## GIVEN PASSAGE
Mark strongly believes that being active and involved in sport has a huge positive impact on people, particularly from poorer backgrounds, as well as society in general.
“People would say ‘you’re mad to do it’, but it’s something that I could do. I loved rugby all my life and as I grew up it was my life. Bobsleigh was more along the lines of I get four weeks extra holiday to do it through work – I got paid to have weeks away doing stuff that I liked, which is brilliant.”
The bobsleigh world is littered with British coaches who are current and ex-military as a result of this. John James Jackson, who won a silver medal at the Bobsleigh European Championship in 2014 and a bronze at the 1998 Olympics in Nagano, is from the Navy. Paratrooper Sean Olsson was also a bronze medal winner in 1998.
“There are so many servicemen involved. If I go outside the gates here in Beijing, there’s me with Jamaica, Tom De La Hunty (RAF) is here coaching the Dutch team, Graham Richardson (RAF) is coaching Canada. They are all ex-military. I think they all have the ability and structure to plan things out properly. They are people who can manage people with an iron fist!” (laughs)
The Welshman fell in to coaching by chance through unfortunate circumstances.
“Our coach had a heart attack in 2011, so we didn’t have anyone to coach or help us, so I got interested in that. I was driving, coaching, running the team! It has given me opportunities through time though. I went and helped Canada, the Netherlands and Great Britain and just got more experience.”

## JOB A
Scale every line of the listing below and reproduce it with the requests included. Multiply each pixel coordinate in the answers by 2 and round it to a whole number, with halves rounded up.

## EXERCISE DATA

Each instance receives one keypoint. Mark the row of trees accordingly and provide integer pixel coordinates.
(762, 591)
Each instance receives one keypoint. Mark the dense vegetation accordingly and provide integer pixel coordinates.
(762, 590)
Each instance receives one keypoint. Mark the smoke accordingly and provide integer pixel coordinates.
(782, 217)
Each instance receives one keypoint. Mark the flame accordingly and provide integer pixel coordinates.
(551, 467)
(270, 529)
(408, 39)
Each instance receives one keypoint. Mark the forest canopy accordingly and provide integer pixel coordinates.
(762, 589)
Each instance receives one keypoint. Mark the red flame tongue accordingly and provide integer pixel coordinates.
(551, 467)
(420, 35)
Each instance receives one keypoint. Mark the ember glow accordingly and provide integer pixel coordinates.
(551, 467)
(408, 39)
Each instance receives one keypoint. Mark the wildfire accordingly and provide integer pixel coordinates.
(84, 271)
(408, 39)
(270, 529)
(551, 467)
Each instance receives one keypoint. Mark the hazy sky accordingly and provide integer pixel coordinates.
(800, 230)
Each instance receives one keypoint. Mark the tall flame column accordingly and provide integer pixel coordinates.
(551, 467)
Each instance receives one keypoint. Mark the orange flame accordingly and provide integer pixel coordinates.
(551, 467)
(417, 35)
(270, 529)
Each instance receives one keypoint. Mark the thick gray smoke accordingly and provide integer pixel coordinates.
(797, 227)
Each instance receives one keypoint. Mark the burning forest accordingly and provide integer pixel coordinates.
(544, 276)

## JOB B
Reproduce verbatim everything in the passage on bobsleigh coaching from "The bobsleigh world" down to "winner in 1998.".

## COMPLETE ANSWER A
Each instance receives one keypoint. Mark the row of trees accordingly and provide integer pixel coordinates.
(1524, 1182)
Each instance receives one keypoint. Mark the dense vegetation accordingly and provide integer pixel coordinates.
(1524, 1180)
Each instance receives one keypoint. Mark the smoke accordingly and provide integer pixel coordinates.
(1564, 434)
Each instance receives one keypoint. Mark the flame accordingly and provide integer pixel coordinates.
(1102, 934)
(540, 1058)
(816, 78)
Each instance receives one keypoint. Mark the forest canopy accordingly and provide integer pixel coordinates.
(1524, 1178)
Each instance receives one keypoint. Mark the red flame tongue accordingly and provide integer pixel coordinates.
(1102, 934)
(840, 70)
Each instance receives one keypoint. Mark the ember glow accordingly and provide integer pixel coordinates.
(1102, 934)
(816, 78)
Each instance receives one keypoint. Mark the wildfire accordingly and provide integer pixel coordinates.
(168, 542)
(816, 78)
(540, 1058)
(1102, 934)
Each instance receives one keypoint. Mark the hazy sky accordingly and provide integer pixel coordinates.
(1600, 460)
Each instance receives one keypoint. Mark the tall flame column accordingly and provide integer pixel coordinates.
(1102, 934)
Each instance receives one keypoint. Mark the orange flame accordingly and provide integer pixel coordinates.
(1102, 934)
(834, 70)
(540, 1058)
Each instance receives one keypoint. Mark the thick gray smoke accordingly and provide integer pixel coordinates.
(1594, 454)
Each instance receives one keypoint. Mark the burning forest accordingly and provide integer pixel coordinates.
(1088, 552)

## COMPLETE ANSWER B
The bobsleigh world is littered with British coaches who are current and ex-military as a result of this. John James Jackson, who won a silver medal at the Bobsleigh European Championship in 2014 and a bronze at the 1998 Olympics in Nagano, is from the Navy. Paratrooper Sean Olsson was also a bronze medal winner in 1998.